[Request]: Count the lines in the items below that contain the string "outline", treating uppercase and lowercase as different, and give only the number.

[Data extract]:
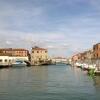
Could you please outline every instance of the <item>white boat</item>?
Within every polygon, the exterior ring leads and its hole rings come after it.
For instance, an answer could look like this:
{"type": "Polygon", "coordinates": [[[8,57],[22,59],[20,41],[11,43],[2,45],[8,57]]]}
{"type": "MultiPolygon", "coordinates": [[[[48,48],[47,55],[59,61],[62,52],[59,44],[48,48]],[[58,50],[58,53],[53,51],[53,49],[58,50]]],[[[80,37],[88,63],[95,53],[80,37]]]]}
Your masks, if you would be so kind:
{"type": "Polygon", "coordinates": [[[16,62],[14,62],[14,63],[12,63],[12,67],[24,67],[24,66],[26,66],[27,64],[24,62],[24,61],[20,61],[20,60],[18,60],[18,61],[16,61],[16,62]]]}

--

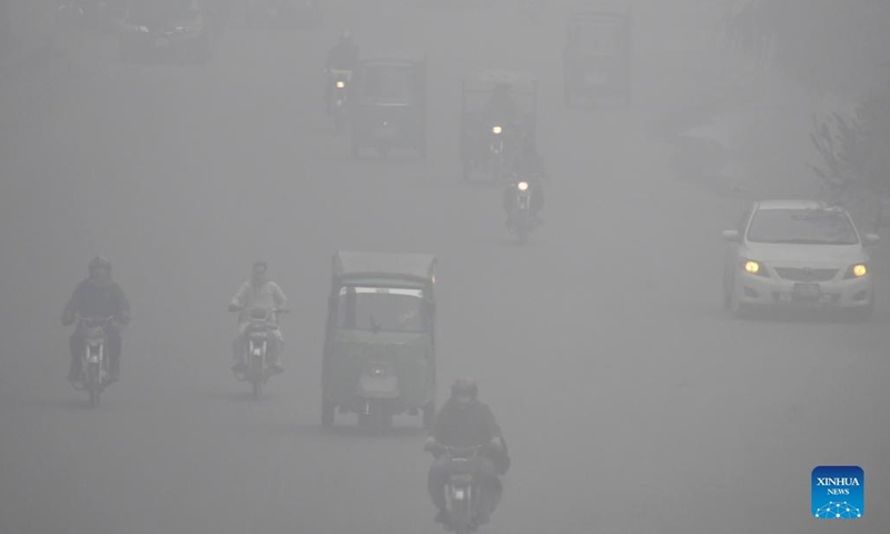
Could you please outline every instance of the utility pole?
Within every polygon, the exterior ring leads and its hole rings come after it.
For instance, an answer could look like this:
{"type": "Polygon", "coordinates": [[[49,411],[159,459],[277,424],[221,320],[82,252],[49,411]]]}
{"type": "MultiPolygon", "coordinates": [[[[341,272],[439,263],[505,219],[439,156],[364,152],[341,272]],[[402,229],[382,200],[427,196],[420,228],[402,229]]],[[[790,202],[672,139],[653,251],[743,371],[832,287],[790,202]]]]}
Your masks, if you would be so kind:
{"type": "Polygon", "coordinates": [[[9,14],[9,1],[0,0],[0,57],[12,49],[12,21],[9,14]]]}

---

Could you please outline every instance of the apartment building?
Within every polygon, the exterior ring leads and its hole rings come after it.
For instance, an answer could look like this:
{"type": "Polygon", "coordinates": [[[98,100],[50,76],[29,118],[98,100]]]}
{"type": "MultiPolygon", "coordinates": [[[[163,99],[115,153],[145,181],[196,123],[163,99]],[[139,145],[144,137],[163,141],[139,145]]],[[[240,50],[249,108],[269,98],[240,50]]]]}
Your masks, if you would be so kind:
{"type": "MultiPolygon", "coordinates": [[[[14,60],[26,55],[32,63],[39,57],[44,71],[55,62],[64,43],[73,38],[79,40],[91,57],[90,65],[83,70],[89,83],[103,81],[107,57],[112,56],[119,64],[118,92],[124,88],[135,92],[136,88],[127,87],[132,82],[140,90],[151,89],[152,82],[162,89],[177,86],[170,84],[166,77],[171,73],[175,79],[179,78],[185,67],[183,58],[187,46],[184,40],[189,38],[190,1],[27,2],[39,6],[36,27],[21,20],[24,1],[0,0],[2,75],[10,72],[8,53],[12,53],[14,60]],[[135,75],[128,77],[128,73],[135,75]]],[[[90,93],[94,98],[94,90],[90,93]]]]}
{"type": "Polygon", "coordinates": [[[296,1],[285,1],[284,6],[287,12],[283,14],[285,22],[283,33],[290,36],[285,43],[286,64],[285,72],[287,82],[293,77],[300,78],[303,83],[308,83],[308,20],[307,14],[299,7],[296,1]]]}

[Exercise answer]: 3